> _Short task_:
Find "Locate the bus rear" in the material below, then copy that line and every subsequent line to the end, exactly.

> _Given data_:

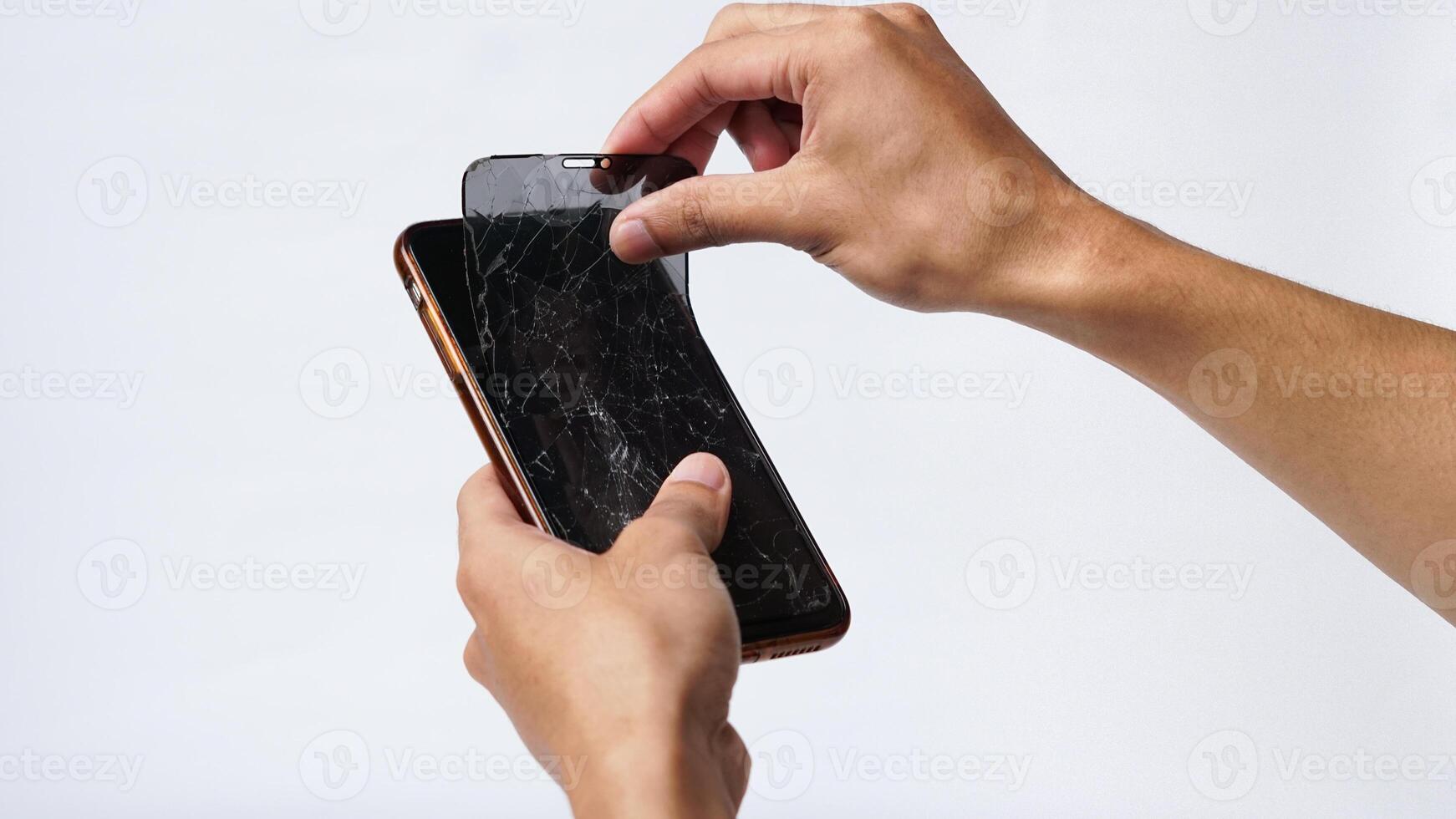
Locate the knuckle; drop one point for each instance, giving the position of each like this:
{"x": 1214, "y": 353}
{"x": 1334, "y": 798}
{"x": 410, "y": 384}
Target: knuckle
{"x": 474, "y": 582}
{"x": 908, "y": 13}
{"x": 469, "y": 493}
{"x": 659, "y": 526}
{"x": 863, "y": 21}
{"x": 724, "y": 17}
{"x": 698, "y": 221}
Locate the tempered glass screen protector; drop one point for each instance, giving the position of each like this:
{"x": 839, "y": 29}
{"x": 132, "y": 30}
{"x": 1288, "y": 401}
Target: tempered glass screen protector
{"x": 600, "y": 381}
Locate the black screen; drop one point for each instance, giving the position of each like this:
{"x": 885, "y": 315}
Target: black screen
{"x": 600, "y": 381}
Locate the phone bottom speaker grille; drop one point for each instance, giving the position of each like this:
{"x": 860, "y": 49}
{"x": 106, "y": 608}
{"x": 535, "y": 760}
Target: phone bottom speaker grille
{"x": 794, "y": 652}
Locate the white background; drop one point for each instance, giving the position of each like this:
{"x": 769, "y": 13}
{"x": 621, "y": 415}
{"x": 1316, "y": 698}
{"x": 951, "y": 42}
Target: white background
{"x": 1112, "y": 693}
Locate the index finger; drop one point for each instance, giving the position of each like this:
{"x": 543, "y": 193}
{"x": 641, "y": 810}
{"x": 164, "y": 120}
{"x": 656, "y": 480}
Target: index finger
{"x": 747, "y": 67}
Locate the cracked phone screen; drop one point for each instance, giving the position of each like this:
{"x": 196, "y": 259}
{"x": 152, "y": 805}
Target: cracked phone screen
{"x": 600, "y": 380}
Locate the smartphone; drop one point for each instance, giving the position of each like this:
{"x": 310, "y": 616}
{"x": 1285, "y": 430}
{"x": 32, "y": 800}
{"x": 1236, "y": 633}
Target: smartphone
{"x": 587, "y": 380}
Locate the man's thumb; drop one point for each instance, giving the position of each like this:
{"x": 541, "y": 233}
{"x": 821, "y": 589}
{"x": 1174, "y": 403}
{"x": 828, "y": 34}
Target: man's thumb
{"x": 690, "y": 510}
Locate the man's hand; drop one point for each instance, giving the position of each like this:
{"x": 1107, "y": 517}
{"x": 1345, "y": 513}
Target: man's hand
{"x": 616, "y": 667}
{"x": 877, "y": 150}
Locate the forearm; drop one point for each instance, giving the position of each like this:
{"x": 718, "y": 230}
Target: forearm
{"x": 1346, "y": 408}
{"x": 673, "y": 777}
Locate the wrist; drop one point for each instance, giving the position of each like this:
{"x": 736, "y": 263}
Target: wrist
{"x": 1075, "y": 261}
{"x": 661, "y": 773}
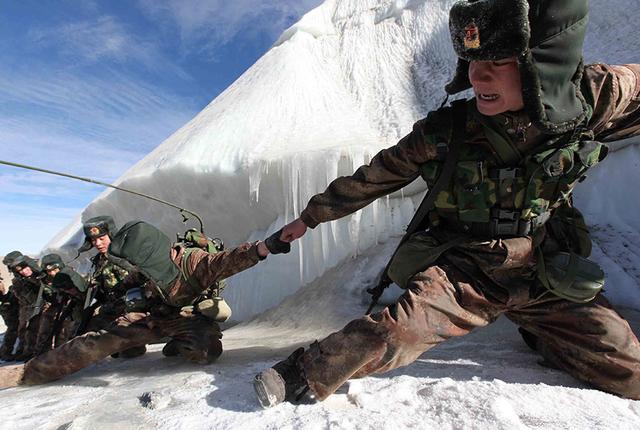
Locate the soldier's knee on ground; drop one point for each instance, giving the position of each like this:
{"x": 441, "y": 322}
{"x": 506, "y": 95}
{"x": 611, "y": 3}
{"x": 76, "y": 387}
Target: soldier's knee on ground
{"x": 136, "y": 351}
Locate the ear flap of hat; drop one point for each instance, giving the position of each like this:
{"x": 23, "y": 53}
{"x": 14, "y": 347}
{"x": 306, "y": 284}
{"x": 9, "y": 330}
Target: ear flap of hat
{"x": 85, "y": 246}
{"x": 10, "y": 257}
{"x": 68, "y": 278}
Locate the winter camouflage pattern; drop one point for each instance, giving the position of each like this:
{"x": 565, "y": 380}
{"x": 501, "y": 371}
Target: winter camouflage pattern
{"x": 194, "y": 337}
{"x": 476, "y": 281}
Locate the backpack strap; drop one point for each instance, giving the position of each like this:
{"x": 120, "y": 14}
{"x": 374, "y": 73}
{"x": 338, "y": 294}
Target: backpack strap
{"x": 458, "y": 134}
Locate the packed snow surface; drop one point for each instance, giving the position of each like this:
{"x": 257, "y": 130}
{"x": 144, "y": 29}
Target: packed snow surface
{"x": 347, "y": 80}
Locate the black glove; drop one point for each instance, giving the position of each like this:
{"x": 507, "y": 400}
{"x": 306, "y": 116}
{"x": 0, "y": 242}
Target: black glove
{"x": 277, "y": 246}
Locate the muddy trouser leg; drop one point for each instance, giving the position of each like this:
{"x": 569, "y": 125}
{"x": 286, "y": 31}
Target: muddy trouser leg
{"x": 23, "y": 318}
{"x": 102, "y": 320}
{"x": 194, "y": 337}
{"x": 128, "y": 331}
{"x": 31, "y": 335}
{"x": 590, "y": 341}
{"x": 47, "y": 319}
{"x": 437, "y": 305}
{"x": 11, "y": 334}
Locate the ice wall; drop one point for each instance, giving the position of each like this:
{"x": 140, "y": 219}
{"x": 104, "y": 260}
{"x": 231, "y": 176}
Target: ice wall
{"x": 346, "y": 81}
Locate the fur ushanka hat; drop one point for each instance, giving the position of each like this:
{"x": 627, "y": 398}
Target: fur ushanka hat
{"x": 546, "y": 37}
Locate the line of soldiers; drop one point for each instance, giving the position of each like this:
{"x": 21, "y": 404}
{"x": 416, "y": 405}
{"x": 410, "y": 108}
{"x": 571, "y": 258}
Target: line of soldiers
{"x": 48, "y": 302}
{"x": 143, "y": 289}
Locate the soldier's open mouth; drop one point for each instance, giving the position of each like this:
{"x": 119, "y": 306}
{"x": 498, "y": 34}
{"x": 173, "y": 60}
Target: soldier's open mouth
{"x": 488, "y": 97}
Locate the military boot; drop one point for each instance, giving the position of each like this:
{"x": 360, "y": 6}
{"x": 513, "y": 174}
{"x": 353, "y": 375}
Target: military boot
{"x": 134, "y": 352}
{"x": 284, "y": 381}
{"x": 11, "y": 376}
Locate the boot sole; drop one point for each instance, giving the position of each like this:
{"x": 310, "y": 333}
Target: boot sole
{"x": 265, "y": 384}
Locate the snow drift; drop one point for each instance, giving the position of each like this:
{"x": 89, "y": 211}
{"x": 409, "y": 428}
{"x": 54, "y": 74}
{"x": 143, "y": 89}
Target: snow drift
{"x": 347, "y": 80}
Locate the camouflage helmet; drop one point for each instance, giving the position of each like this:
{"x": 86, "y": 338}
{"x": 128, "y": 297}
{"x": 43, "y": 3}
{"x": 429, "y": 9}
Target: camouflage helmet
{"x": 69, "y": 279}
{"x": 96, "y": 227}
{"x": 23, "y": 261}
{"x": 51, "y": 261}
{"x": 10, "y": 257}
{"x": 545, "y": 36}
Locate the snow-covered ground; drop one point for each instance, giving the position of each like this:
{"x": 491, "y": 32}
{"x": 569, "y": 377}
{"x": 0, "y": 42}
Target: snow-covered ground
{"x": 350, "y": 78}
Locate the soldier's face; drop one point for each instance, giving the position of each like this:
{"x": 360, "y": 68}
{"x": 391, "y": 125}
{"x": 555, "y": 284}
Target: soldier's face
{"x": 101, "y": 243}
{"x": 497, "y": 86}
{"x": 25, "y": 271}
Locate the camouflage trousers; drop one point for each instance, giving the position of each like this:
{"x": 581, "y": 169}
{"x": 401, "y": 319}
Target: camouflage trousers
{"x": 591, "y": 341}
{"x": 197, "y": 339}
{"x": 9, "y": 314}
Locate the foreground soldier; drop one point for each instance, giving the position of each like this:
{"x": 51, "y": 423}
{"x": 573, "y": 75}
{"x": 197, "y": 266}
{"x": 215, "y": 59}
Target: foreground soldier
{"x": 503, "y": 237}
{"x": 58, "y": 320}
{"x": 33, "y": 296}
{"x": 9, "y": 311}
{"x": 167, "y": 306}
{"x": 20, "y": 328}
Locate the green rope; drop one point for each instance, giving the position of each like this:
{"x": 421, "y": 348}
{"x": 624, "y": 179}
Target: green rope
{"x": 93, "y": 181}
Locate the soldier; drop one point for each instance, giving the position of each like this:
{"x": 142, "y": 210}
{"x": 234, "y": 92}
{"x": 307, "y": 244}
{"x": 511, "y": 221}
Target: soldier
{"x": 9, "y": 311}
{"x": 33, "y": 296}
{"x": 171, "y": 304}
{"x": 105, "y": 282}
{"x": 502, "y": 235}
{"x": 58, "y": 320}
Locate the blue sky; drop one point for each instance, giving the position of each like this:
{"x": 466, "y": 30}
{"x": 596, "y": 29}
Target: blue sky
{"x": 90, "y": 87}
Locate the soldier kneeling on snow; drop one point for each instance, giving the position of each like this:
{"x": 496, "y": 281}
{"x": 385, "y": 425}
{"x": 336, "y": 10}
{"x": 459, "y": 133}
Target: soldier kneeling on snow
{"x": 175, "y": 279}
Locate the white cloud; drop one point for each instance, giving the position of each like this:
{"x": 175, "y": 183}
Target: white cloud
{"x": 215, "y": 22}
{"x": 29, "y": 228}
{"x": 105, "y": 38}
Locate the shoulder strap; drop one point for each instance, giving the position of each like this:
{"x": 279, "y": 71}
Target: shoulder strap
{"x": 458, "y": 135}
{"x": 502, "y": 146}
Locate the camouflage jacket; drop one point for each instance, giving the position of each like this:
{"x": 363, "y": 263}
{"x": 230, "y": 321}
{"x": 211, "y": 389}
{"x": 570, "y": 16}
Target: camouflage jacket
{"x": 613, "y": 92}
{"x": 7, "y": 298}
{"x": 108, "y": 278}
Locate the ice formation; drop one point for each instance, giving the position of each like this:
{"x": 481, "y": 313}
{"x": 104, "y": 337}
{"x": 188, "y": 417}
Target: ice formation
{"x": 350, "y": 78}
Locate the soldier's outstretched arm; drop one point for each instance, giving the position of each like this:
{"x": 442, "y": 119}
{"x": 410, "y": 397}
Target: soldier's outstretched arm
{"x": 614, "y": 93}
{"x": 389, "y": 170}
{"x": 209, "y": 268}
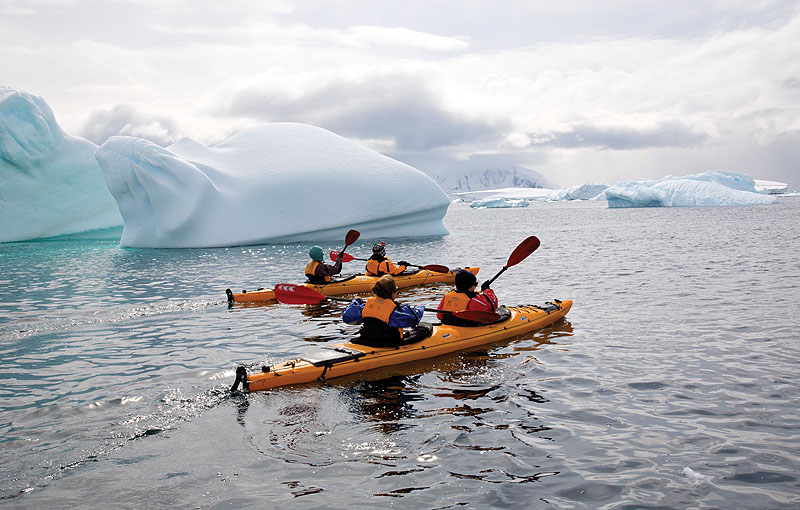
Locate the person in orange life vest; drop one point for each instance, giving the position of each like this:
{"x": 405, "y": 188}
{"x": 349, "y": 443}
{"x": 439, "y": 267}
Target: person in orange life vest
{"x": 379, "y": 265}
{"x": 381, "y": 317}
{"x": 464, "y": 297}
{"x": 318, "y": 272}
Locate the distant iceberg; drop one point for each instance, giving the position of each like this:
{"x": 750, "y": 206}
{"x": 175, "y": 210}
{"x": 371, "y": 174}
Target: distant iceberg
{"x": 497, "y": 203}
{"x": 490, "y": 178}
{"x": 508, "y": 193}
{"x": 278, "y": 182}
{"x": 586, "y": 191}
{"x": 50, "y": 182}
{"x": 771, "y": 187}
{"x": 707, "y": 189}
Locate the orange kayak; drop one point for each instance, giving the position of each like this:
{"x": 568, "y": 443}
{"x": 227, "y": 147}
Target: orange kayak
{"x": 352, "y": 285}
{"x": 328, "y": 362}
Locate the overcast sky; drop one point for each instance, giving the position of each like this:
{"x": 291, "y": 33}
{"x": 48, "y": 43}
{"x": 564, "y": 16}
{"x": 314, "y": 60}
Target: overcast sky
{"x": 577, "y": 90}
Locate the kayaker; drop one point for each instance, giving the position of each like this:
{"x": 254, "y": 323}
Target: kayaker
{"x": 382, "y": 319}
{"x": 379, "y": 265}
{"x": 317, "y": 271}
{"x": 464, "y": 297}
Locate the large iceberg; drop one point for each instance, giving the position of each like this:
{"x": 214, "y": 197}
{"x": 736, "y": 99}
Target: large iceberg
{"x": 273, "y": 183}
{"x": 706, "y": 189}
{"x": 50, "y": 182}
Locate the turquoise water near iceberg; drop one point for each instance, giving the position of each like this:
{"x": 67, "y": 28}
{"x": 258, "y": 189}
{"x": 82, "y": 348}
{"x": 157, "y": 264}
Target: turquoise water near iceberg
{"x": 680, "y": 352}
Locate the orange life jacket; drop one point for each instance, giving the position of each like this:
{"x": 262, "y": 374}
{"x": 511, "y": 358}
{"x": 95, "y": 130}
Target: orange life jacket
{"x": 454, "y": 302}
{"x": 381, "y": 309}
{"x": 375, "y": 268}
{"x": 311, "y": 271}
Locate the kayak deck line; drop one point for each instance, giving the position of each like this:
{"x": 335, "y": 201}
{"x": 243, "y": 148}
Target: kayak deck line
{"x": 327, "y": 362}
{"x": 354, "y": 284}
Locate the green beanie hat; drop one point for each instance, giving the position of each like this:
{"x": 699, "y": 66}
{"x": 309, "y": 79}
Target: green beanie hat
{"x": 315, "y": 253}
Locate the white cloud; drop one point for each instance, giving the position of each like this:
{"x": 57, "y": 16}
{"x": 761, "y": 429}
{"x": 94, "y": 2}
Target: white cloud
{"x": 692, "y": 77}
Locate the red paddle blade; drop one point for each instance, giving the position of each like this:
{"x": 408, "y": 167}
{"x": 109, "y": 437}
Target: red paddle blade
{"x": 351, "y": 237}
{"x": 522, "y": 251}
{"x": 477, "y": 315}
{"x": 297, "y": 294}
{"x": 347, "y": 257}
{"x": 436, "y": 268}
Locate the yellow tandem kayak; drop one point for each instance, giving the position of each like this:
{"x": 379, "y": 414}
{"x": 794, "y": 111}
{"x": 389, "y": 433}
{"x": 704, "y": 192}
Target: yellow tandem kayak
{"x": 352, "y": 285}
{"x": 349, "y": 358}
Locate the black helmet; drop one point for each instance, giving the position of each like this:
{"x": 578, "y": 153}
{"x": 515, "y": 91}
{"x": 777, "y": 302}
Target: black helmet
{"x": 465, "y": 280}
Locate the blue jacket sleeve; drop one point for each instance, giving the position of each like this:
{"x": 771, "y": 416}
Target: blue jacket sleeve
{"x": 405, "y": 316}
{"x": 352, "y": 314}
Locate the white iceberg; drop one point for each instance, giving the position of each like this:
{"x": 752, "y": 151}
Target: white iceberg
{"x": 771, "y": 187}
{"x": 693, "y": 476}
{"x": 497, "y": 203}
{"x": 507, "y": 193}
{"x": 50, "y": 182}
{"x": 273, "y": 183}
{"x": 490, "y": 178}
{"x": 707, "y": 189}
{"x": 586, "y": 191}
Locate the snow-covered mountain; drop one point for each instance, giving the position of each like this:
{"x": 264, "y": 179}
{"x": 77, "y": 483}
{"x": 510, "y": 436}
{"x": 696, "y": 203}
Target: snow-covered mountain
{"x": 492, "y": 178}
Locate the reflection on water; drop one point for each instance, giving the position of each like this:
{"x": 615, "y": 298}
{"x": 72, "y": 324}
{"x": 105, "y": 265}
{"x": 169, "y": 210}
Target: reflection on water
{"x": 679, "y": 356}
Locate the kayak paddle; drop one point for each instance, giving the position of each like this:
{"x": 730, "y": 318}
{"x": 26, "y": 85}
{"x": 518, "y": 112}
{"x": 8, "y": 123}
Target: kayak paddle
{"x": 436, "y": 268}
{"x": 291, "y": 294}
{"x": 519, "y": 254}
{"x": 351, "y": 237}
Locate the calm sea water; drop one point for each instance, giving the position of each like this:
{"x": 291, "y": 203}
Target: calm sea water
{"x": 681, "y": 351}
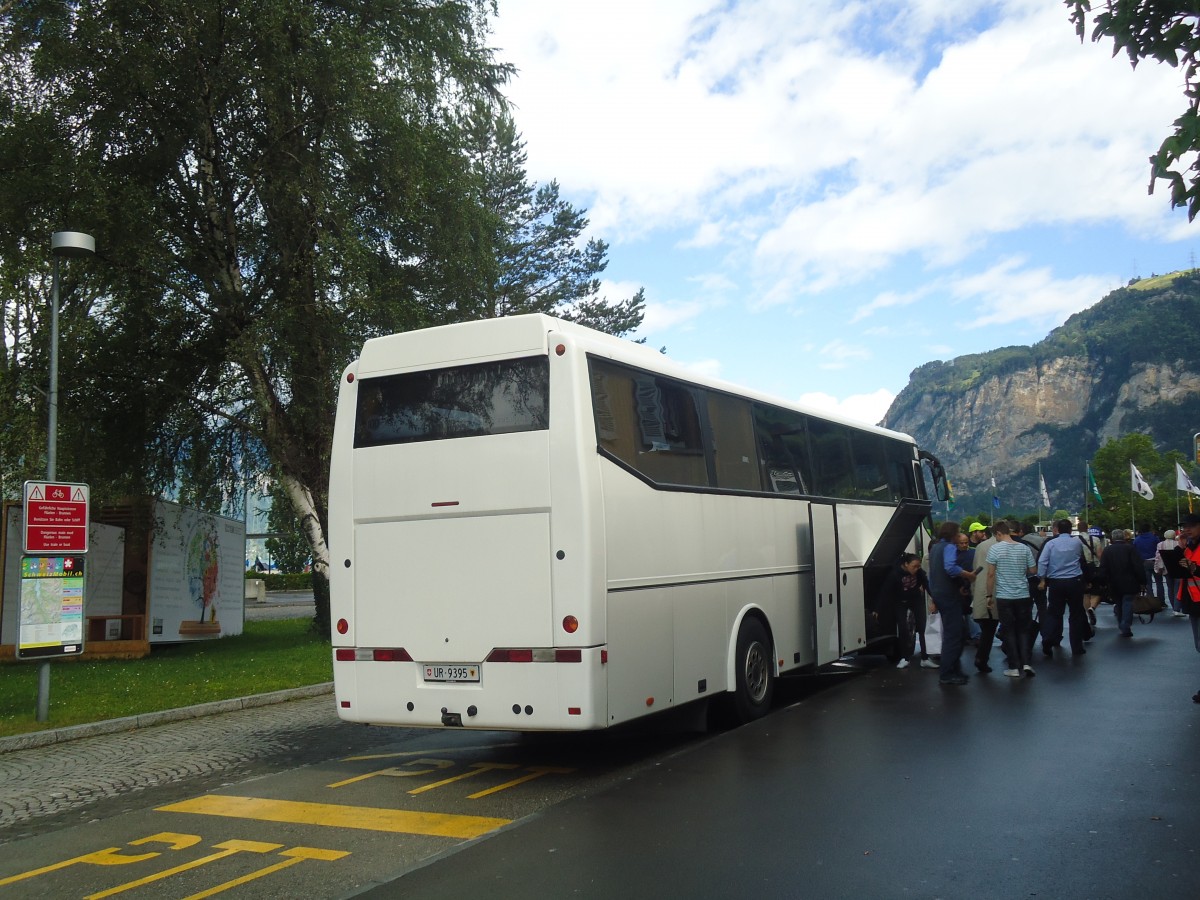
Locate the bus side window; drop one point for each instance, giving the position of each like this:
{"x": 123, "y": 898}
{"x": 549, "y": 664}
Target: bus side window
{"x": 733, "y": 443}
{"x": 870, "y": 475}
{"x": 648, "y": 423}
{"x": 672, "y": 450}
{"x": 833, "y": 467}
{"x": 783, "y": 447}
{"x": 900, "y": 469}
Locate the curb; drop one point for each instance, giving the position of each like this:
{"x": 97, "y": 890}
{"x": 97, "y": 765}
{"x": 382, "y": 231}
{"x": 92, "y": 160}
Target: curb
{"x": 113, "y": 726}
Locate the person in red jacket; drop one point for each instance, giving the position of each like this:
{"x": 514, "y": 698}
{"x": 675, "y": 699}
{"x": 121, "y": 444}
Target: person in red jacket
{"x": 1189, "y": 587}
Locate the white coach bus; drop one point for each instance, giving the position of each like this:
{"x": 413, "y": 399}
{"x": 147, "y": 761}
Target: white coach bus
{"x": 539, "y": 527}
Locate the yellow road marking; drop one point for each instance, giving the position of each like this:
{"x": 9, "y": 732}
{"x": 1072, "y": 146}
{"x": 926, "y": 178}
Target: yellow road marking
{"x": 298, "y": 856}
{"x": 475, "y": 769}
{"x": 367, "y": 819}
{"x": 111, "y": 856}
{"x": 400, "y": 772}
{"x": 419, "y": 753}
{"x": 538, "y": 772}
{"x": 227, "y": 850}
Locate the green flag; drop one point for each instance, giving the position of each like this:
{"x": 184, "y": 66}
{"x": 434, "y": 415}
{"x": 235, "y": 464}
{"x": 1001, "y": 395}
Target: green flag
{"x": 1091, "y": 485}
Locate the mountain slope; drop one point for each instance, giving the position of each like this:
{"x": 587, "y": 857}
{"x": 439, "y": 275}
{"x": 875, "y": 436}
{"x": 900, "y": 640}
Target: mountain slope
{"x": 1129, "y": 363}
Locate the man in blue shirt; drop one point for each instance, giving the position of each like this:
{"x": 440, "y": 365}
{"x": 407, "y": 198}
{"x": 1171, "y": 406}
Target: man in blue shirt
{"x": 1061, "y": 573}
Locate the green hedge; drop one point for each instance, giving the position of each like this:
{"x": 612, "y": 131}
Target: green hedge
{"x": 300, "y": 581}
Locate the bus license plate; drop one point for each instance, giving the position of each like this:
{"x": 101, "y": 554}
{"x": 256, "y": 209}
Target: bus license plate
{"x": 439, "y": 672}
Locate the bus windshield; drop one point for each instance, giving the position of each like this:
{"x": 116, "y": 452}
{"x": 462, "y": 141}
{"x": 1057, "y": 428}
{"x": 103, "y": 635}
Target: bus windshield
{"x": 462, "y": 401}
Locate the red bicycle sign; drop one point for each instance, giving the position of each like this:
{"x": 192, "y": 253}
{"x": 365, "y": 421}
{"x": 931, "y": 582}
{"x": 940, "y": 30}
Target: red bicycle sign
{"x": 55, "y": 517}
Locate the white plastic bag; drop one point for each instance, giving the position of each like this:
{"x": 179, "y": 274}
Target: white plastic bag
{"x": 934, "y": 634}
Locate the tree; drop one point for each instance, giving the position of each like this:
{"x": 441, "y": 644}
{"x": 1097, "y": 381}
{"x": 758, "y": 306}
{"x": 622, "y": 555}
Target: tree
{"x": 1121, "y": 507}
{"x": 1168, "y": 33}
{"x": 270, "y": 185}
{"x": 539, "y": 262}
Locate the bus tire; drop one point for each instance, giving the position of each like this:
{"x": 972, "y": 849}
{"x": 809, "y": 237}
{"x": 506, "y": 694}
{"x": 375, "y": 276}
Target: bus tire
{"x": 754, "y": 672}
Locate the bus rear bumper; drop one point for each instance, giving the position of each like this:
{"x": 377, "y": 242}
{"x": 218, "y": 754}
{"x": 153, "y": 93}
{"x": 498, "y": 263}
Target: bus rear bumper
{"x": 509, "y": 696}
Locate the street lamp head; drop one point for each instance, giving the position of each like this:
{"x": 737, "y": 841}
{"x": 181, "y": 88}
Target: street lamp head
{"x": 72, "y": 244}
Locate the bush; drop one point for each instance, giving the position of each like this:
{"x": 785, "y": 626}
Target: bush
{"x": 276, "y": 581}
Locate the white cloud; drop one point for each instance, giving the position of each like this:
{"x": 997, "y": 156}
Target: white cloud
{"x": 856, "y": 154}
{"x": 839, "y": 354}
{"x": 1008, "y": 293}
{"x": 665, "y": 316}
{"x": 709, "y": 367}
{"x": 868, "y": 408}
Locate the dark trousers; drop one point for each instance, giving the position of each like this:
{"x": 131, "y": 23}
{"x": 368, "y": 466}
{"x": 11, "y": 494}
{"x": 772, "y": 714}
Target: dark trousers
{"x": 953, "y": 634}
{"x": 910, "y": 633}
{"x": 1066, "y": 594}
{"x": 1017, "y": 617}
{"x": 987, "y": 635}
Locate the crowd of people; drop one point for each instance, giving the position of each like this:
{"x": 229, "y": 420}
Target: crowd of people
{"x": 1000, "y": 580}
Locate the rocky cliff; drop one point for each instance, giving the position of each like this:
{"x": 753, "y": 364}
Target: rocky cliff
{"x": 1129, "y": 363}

> _Answer to this exercise_:
Locate the bus rear bumper; drop one point for each instance, giving the position of each like this:
{"x": 377, "y": 242}
{"x": 218, "y": 754}
{"x": 153, "y": 93}
{"x": 498, "y": 263}
Target: bus rear bumper
{"x": 509, "y": 696}
Locate the street lamp head; drop one point for each instance, giving the position of each like this:
{"x": 737, "y": 841}
{"x": 181, "y": 88}
Target: street lamp head
{"x": 72, "y": 244}
Locate the bush; drop one point for each instance, giving the position of each like this:
{"x": 785, "y": 626}
Target: bush
{"x": 276, "y": 581}
Locate the white cloud; drop one point for each instance, giving the position of each like this:
{"x": 997, "y": 156}
Target: white cloud
{"x": 856, "y": 154}
{"x": 839, "y": 354}
{"x": 1008, "y": 293}
{"x": 665, "y": 316}
{"x": 709, "y": 367}
{"x": 868, "y": 408}
Locate the dark trousers; drop one point for each instance, giving the position of each like this:
{"x": 131, "y": 23}
{"x": 368, "y": 466}
{"x": 11, "y": 494}
{"x": 772, "y": 714}
Target: dark trousers
{"x": 953, "y": 634}
{"x": 910, "y": 633}
{"x": 1066, "y": 594}
{"x": 1017, "y": 617}
{"x": 987, "y": 635}
Locate the crowd of people; drop one point for each instance, giving the position of each like this:
{"x": 229, "y": 420}
Target: crowd of people
{"x": 1000, "y": 580}
Locate the rocky cliff; drop one point for each instance, giving the position of each like this:
{"x": 753, "y": 364}
Target: rocky cliff
{"x": 1129, "y": 363}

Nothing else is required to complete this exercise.